## [RECORDS FOR THE EXERCISE]
######

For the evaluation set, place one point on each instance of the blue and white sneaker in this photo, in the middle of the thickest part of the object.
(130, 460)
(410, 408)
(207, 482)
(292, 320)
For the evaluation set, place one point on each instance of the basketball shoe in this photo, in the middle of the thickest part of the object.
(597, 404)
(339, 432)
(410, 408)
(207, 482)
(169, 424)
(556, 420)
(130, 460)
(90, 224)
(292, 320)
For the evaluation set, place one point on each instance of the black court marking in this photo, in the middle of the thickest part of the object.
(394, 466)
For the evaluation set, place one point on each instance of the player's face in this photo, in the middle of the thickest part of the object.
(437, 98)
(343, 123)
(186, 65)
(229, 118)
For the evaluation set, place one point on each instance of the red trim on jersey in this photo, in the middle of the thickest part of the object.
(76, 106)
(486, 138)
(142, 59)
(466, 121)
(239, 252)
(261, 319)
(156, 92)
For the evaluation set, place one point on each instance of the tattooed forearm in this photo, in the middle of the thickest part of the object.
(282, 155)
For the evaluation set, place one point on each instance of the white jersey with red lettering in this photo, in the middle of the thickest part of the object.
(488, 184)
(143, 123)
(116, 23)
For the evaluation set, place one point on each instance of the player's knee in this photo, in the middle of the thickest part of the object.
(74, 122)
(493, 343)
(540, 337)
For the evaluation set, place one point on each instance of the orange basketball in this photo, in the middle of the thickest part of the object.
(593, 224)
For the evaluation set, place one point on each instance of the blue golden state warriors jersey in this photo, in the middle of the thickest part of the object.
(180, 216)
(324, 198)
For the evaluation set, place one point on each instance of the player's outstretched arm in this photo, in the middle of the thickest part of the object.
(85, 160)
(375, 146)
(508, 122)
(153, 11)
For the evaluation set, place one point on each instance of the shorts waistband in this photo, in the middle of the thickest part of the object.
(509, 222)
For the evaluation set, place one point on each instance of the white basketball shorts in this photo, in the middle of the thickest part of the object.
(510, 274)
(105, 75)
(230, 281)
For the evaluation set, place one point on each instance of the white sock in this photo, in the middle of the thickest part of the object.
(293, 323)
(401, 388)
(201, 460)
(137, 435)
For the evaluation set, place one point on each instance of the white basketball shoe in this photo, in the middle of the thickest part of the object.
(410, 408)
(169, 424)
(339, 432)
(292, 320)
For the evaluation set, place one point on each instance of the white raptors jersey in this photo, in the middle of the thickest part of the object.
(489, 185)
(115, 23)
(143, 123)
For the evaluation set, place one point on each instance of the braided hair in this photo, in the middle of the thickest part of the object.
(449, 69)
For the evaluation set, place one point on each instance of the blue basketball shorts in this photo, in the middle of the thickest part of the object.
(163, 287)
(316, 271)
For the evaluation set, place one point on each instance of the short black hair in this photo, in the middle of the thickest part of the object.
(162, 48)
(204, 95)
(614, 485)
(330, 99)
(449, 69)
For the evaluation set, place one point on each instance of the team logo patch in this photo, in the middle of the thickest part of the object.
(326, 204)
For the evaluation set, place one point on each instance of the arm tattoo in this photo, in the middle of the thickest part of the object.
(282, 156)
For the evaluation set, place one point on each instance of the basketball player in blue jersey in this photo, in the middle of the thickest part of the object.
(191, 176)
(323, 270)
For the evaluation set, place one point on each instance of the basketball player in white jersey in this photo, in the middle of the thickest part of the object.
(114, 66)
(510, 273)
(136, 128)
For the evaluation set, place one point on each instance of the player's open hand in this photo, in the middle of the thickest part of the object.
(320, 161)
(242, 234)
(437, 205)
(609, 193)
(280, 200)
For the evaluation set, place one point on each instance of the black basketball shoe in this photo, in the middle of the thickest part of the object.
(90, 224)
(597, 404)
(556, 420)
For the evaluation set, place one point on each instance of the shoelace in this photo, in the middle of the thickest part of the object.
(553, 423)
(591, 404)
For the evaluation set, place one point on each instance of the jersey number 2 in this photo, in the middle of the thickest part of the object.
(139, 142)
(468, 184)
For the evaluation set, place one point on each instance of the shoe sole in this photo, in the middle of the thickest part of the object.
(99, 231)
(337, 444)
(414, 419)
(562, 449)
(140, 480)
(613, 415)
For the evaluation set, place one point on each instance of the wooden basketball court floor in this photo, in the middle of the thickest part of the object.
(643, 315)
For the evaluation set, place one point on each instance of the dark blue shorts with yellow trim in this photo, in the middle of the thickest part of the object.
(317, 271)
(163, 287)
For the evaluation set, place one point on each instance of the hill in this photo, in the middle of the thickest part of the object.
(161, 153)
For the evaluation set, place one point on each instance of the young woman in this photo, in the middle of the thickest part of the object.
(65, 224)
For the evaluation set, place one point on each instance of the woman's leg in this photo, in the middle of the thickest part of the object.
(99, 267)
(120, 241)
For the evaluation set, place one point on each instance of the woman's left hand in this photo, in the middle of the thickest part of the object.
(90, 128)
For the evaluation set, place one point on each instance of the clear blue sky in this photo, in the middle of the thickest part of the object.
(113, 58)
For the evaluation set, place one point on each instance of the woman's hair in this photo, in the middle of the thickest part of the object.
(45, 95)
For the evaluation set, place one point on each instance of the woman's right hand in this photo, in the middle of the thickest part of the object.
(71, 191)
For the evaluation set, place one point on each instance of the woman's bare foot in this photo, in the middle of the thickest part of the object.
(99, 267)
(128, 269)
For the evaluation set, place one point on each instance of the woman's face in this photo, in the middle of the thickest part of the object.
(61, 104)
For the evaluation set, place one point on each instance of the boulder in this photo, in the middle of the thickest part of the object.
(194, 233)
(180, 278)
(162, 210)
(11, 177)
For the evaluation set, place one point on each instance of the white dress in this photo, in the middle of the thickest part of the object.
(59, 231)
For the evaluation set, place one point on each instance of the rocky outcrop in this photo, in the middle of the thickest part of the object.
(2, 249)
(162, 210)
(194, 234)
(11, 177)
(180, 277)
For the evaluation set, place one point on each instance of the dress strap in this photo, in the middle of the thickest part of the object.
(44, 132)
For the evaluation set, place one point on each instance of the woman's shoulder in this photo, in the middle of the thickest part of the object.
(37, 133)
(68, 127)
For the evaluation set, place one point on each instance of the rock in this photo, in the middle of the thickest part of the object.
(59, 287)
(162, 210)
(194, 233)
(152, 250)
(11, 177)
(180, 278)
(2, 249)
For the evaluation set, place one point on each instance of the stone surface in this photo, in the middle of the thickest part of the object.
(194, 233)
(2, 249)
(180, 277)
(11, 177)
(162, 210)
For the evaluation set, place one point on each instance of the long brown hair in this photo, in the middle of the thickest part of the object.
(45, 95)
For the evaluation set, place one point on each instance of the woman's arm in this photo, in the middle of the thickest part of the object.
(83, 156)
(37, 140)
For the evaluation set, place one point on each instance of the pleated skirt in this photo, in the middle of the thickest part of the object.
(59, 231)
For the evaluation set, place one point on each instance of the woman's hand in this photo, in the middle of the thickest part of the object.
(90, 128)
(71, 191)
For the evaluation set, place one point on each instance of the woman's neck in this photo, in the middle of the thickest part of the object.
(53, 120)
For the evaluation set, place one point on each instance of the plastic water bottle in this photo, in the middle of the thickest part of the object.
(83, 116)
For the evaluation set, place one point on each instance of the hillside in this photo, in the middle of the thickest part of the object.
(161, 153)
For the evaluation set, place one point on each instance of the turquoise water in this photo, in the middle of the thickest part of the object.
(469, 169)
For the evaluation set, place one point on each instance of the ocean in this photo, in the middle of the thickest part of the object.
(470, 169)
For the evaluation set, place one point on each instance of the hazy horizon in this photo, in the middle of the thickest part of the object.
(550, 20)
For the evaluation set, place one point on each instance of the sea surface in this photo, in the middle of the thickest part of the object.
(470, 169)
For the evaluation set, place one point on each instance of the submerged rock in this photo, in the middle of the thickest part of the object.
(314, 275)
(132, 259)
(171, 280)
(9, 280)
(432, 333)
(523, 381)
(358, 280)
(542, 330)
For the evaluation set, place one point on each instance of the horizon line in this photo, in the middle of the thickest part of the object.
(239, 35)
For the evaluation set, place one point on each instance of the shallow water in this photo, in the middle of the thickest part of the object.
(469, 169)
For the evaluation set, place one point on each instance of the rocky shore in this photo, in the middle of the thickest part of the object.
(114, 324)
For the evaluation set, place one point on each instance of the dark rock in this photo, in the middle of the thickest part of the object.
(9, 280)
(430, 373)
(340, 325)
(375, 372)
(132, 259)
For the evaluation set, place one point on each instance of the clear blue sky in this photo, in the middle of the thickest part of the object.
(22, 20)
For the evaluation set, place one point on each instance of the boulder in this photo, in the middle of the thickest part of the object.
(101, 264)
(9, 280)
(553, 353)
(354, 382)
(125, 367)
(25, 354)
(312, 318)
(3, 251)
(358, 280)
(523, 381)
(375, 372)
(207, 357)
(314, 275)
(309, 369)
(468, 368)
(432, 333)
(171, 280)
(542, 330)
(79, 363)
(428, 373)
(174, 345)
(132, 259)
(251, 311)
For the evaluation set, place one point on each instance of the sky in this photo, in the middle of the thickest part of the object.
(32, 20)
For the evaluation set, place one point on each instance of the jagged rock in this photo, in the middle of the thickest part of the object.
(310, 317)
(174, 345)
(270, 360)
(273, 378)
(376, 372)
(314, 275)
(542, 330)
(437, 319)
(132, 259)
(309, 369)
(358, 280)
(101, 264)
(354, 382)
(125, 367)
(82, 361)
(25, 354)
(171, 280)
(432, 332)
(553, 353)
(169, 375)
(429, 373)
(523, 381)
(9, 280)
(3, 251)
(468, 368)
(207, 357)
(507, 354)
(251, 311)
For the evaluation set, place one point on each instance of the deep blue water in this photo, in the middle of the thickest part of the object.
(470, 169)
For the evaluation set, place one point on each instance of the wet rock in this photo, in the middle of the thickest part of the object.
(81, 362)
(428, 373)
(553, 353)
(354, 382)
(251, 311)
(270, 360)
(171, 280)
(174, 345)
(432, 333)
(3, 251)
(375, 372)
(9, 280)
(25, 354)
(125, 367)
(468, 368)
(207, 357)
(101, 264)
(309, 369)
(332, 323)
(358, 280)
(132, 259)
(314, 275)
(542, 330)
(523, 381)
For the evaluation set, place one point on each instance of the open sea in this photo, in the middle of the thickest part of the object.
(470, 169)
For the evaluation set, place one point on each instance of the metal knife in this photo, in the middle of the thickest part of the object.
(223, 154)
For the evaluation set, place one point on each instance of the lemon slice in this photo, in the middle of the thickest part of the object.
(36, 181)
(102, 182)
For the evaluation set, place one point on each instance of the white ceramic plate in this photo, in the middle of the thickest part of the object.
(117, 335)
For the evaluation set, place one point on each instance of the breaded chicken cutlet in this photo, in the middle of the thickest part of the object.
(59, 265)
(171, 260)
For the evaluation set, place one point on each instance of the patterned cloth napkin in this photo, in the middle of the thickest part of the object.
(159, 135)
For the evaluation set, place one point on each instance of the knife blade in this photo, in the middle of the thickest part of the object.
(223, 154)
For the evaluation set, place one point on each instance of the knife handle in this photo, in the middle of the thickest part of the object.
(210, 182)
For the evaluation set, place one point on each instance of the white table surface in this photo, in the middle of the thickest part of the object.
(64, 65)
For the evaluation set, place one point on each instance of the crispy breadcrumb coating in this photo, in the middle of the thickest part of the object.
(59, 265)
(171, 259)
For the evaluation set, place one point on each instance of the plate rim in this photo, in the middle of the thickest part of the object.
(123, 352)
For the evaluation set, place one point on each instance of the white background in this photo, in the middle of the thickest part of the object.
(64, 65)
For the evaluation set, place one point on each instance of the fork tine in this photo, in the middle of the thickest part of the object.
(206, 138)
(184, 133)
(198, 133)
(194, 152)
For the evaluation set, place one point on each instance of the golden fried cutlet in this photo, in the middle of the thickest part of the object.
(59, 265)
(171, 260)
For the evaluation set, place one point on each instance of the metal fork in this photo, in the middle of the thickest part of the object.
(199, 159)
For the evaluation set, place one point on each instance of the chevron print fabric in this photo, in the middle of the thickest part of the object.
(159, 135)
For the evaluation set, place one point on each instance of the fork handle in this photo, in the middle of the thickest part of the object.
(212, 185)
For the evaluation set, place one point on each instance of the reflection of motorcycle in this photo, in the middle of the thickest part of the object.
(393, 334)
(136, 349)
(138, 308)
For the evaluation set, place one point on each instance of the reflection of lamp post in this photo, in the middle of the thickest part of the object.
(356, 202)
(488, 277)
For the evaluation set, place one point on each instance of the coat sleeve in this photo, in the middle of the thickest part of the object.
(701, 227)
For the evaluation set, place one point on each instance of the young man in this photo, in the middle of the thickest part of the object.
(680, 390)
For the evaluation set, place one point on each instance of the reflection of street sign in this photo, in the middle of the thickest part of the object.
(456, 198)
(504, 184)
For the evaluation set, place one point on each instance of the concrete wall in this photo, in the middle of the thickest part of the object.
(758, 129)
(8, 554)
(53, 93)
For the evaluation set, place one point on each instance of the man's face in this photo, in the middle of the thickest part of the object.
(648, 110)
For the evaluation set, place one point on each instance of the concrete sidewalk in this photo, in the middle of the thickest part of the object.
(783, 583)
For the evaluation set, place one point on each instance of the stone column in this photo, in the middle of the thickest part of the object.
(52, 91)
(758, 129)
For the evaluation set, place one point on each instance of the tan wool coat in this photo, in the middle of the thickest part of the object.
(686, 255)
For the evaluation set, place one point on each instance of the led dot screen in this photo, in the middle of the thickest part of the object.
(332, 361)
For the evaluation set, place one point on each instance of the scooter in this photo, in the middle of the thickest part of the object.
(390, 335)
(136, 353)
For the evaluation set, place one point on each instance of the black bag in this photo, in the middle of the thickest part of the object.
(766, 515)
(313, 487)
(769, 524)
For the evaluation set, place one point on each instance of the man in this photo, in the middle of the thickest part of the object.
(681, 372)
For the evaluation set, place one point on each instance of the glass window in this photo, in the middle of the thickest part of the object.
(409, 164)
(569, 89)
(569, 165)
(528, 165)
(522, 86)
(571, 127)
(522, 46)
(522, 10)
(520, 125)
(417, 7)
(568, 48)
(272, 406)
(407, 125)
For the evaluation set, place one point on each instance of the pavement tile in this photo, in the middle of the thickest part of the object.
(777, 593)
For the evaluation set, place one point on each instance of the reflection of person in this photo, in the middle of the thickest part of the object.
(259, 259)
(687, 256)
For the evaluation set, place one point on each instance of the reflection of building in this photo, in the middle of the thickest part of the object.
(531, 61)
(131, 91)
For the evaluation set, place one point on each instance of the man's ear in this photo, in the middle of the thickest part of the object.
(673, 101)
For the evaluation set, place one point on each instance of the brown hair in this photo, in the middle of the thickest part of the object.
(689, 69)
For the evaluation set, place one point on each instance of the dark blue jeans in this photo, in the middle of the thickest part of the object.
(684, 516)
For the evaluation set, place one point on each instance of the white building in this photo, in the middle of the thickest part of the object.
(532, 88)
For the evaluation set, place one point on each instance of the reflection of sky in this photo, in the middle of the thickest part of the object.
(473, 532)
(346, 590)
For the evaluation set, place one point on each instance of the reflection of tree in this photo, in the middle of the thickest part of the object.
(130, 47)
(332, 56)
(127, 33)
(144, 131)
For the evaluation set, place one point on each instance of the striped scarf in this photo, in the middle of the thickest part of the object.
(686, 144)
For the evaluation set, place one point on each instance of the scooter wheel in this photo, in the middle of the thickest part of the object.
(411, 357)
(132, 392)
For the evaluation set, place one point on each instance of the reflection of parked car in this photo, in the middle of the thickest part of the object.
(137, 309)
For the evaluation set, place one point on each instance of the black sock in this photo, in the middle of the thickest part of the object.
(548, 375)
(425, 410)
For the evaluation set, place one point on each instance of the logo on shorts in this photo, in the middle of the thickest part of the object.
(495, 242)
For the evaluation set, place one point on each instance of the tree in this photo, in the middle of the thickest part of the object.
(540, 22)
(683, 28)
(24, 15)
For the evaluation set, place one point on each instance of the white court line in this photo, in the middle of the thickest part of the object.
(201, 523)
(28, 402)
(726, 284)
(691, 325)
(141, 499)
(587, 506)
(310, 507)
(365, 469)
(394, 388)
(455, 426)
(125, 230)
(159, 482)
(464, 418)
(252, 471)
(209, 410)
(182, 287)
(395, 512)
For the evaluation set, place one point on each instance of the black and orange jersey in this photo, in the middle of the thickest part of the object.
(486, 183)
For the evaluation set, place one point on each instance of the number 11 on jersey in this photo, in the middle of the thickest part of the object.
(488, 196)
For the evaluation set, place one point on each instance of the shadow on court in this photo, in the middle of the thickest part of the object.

######

## [PROMPT]
Write out again, unchanged, every line from the line containing "the white court" to the final line of the material above.

## [TASK RESPONSE]
For the evaluation set, place one point on each instance of the white court line in this photo, in the middle of the thickest part of the object.
(201, 523)
(28, 402)
(726, 284)
(691, 325)
(141, 499)
(587, 506)
(310, 507)
(365, 469)
(394, 388)
(455, 426)
(125, 230)
(159, 482)
(464, 418)
(252, 471)
(209, 410)
(182, 287)
(395, 512)
For the evaluation set, place one point on each instance of the black and orange jersey in this photo, in the middle of the thickest part of the object.
(486, 183)
For the evaluation set, place one point on each instance of the number 11 on jersey in this photo, in the middle of the thickest part of the object.
(488, 196)
For the evaluation set, place one point on each instance of the shadow on court in this photo, in the middle of the thickest part of the object.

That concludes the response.